**What is required:** Please write out each entry that follows, keeping it exactly the same.

**Data supplied:**
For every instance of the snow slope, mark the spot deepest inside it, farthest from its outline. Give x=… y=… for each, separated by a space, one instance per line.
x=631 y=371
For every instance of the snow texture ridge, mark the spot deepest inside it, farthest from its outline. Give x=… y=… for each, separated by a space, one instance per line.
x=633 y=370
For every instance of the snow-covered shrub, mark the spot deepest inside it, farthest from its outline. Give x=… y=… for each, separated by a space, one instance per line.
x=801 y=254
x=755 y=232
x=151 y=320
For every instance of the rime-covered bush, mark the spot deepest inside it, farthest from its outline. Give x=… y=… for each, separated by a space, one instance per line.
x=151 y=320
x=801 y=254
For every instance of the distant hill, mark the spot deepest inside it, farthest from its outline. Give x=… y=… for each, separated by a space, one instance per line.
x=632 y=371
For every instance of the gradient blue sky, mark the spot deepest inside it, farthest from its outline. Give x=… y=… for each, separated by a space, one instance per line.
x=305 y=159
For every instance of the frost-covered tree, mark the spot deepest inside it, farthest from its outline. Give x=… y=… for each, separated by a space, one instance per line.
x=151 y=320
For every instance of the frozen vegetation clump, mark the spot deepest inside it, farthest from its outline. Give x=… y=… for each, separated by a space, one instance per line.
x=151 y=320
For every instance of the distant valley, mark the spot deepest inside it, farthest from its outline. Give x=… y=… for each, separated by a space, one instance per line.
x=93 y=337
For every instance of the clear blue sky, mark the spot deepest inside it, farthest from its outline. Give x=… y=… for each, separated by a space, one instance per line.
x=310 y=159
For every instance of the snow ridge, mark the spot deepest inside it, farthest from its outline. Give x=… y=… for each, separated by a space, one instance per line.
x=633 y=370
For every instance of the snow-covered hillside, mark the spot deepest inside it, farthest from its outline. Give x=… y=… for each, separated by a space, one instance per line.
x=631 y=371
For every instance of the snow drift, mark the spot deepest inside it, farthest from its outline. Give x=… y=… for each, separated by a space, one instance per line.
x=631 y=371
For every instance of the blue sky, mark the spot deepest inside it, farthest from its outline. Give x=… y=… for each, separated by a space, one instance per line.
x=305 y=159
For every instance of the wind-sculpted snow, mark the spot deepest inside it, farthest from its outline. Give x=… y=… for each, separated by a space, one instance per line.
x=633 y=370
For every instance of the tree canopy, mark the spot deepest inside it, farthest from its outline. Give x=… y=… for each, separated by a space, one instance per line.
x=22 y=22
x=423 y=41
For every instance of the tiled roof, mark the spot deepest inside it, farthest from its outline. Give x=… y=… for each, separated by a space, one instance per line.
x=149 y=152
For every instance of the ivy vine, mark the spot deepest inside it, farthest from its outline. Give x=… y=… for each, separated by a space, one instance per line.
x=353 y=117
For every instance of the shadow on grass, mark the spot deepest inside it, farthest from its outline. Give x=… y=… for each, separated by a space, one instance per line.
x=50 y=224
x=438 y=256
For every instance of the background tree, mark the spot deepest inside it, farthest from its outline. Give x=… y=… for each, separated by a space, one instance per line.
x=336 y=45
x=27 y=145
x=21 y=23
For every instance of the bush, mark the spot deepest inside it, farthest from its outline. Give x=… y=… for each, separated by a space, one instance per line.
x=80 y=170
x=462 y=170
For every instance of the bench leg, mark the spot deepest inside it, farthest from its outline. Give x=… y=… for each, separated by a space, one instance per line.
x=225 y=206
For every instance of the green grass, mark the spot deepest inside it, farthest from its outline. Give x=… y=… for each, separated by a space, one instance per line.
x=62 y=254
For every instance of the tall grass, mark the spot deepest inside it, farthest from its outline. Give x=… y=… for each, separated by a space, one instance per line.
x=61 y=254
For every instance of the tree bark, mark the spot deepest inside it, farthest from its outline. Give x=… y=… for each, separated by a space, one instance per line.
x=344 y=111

**Your solution:**
For every instance of the snow slope, mark the spot deepest inside it, farthest from its outline. Give x=… y=… for each, separated by a space, one instance per line.
x=631 y=371
For every instance of the snow texture ridge, mark the spot deepest inside it, farthest from its outline. Give x=… y=… for each, separated by a space, one instance per line.
x=633 y=370
For every instance of the snow-covered shrub, mark the spot deepest inside it, farthest from its outline. Give x=… y=… for each, separated by a space, one instance per line.
x=801 y=254
x=755 y=232
x=151 y=320
For every instance of the rime-covered bush, mark the spot deepest inside it, farthest from its outline. Give x=… y=… for each, separated by a space, one instance per line.
x=151 y=320
x=801 y=254
For every instance of the distant hill, mark the spot deepest inside it, farthest from its outline. Give x=… y=… for each, separated by a space, one instance per line.
x=632 y=371
For every instance of the gradient blue sky, mark the spot deepest inside it, farthest from its outline. Give x=… y=… for each, separated by a space, one instance per line.
x=305 y=159
For every instance of the frost-covered tree, mark the spot deepest inside it, farthest from its outline. Give x=… y=… for each, separated by a space, one instance per line.
x=151 y=320
For every instance of the frozen vegetation clump, mark the spot deepest inside it, farthest from its outline. Give x=… y=… for each, separated by a space, one instance per line.
x=151 y=320
For every instance of the distant valley, mark the spot deepest inside it, farthest from its outline. Give x=… y=… for each, separated by a space, one instance per line.
x=93 y=337
For every instance of the clear blue sky, mark the spot deepest inside it, farthest from its outline. Give x=… y=… for each, separated by a space, one instance per line.
x=310 y=159
For every instance of the snow ridge, mark the spot deepest inside it, farthest from its outline. Give x=… y=… for each, separated by a space, one instance per line.
x=633 y=370
For every instance of the snow-covered hillside, mark the spot deepest inside it, farthest from its outline. Give x=… y=… for each, separated by a space, one instance per line.
x=631 y=371
For every instance of the snow drift, mark the spot deepest inside it, farthest from its outline. Give x=… y=… for each, separated by a space, one instance per line.
x=631 y=371
For every instance of the blue sky, mark the spot deepest inside it, farthest from its outline. Give x=… y=… for each, separated by a space, one instance per line.
x=305 y=159
For every instance of the wind-sculpted snow, mark the spot deepest inside it, farthest from its outline. Give x=… y=… for each, separated by a space, one instance per line.
x=633 y=370
For every instance of the tree canopy, mark the spot deepest inside it, farthest from its outline. Give x=… y=… for each, separated by a space, one instance per line.
x=22 y=22
x=423 y=41
For every instance of the tiled roof, mark the spot deepest inside it, farthest from its outline. Give x=… y=… for each, separated by a space, one instance per line.
x=149 y=152
For every instance of the ivy vine, mark the spot deepest inside it, farthest from its outline. Give x=… y=… for each, separated by a space, one instance per line.
x=353 y=117
For every instance of the shadow on grass, mark the spot deepest inside it, farthest from its outline. Give x=… y=… for each, separated by a space, one instance per line.
x=50 y=224
x=438 y=256
For every instance of the background tree, mark the spot deepest inside it, farthest from its outline. Give x=… y=… for each, separated by a space, one instance per line.
x=336 y=45
x=27 y=145
x=21 y=23
For every instance of the bush, mark the spot deepest inside it, farthest from its outline. Give x=… y=… for each, separated by a space, one instance per line.
x=80 y=170
x=462 y=170
For every instance of the bench leg, mark the spot deepest inside it, farthest from its outline. Give x=… y=… for each, separated by a space, one instance per line.
x=225 y=206
For every instance of the green grass, mark the spot deepest inside it, farthest from its outline. Give x=… y=… for each, separated by a space, one instance per line.
x=62 y=254
For every instance of the tall grass, mark the spot deepest inside it, farthest from its outline. Give x=… y=… for each, separated by a space, one instance per line.
x=61 y=254
For every instance of the tree bark, mark the spot deepest inside it, farthest from its outline. Give x=… y=… for each, separated by a space, one instance per line.
x=344 y=111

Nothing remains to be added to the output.